● GIVEN REQUEST 1
Report every line of the listing below that contains the string "lion", treating uppercase and lowercase letters as distinct.

How to Normalize Data in Amazon Redshift

Galaxy Glossary

How do I normalize a denormalized Orders table in Amazon Redshift?

Normalizing data in Amazon Redshift splits a wide, denormalized table into well-structured dimension and fact tables to improve query speed, storage, and data quality.

Sign up for the latest in SQL knowledge from the Galaxy Team!

Description

What does “normalizing data” mean in Redshift?

Normalization reorganizes columns and rows so that each table holds one entity type, reducing redundancy and update anomalies. In Redshift, you usually migrate from a flat staging table to dimension and fact tables.

Why normalize if Redshift handles big tables?

Even though Redshift is columnar, smaller dimension tables boost join performance, cut storage, and simplify incremental loads. They also let DISTKEY and SORTKEY settings work efficiently.

How do I split a flat Orders table?

Step 1—Create dimension tables with CTAS

Use CREATE TABLE AS SELECT (CTAS) to extract unique customers and products. Apply DISTKEY on the surrogate key and SORTKEY on frequently filtered columns.

Step 2—Generate surrogate keys

Add IDENTITY columns or the new GENERATED AS IDENTITY syntax so each dimension row has a compact INT key. Replace natural keys in the fact table later.

Step 3—Populate the fact table

Insert from the staging Orders table, joining to the new dimension tables to look up surrogate keys. Store metrics like quantity and total_amount, plus DISTKEY on customer_id or order_id.

How can I automate daily normalization?

Wrap the CTAS and INSERT-SELECT statements in a stored procedure. Use a scheduled AWS Lambda or EventBridge rule to call the procedure after each batch COPY into the staging schema.

What performance settings matter most?

Pick DISTSTYLE KEY on the most common join key, usually customer_id. Keep SORTKEY on date or id columns used in WHERE clauses. Run ANALYZE and VACUUM after large backfills.

Is denormalization ever better?

Heavy, read-only dashboards may prefer a single wide table. You can keep both: normalized tables for writes and a denormalized reporting table refreshed by CTAS.

Why How to Normalize Data in Amazon Redshift is important

How to Normalize Data in Amazon Redshift Example Usage


-- Example: Normalize yesterday’s new orders
do $$
begin
    -- Insert new customers
    insert into dim_customers (customer_id, name, email, created_at)

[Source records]

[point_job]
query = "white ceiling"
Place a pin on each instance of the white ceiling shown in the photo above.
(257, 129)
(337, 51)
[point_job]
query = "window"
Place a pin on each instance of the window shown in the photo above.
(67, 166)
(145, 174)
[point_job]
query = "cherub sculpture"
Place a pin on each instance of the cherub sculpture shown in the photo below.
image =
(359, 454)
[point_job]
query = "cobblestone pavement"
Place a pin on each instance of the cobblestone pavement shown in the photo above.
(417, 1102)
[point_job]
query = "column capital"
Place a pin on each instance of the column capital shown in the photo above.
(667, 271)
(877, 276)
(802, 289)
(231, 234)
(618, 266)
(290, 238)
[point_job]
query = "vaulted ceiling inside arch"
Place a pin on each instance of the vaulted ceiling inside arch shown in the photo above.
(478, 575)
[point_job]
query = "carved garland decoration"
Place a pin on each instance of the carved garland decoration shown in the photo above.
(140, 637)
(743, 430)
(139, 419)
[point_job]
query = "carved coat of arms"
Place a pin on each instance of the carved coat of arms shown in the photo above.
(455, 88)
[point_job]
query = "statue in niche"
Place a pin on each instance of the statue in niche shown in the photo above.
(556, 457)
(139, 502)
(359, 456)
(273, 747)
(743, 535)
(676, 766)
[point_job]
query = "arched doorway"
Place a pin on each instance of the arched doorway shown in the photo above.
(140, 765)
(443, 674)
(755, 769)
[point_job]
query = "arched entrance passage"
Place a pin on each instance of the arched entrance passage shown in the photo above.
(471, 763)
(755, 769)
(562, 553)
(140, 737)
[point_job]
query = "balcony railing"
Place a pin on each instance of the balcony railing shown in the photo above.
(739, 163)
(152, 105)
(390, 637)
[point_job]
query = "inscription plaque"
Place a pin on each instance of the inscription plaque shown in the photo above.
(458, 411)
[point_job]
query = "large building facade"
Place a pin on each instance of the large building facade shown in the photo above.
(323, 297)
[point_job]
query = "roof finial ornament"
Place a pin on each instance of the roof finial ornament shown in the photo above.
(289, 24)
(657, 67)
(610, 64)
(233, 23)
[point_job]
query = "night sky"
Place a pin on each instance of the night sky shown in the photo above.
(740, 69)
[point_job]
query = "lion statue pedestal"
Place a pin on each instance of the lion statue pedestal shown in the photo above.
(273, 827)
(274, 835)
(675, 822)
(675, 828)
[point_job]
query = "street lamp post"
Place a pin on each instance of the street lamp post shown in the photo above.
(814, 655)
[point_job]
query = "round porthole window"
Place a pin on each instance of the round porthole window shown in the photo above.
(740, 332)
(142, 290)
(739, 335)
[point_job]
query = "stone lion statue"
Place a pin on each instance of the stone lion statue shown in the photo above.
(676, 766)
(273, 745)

● GIVEN REQUEST 2
Write the next part of the article on normalizing data in Amazon Redshift, picking up right after its final line.

● TASK RESPONSE 1
query = "lion statue pedestal"
Place a pin on each instance of the lion statue pedestal shown in the photo above.
query = "stone lion statue"
Place a pin on each instance of the stone lion statue shown in the photo above.

● TASK RESPONSE 2
    select distinct customer_id, name, email, created_at
    from staging.orders
    where order_date = current_date - 1
    and customer_id not in (select customer_id from dim_customers);

    -- Insert new orders into fact table
    insert into fact_orders (order_id, customer_sk, order_date, total_amount)
    select o.id,
           c.customer_sk,
           o.order_date,
           o.total_amount
    from staging.orders o
    join dim_customers c on c.customer_id = o.customer_id
    where o.order_date = current_date - 1;
end $$;

How to Normalize Data in Amazon Redshift Syntax


-- 1. Create Customers dimension
a-- Surrogate key as IDENTITY, DISTKEY and SORTKEY optional
CREATE TABLE dim_customers
DISTKEY(customer_sk)
SORTKEY(created_at) AS
SELECT DISTINCT
       IDENTITY(1,1)      AS customer_sk,
       id                 AS customer_id,
       name,
       email,
       created_at
FROM   staging.orders;

-- 2. Create Products dimension
CREATE TABLE dim_products AS
SELECT DISTINCT
       IDENTITY(1,1)      AS product_sk,
       p.id               AS product_id,
       p.name,
       p.price,
       p.stock
FROM   staging.products p;

-- 3. Create normalized fact table
CREATE TABLE fact_orders
DISTKEY(customer_sk)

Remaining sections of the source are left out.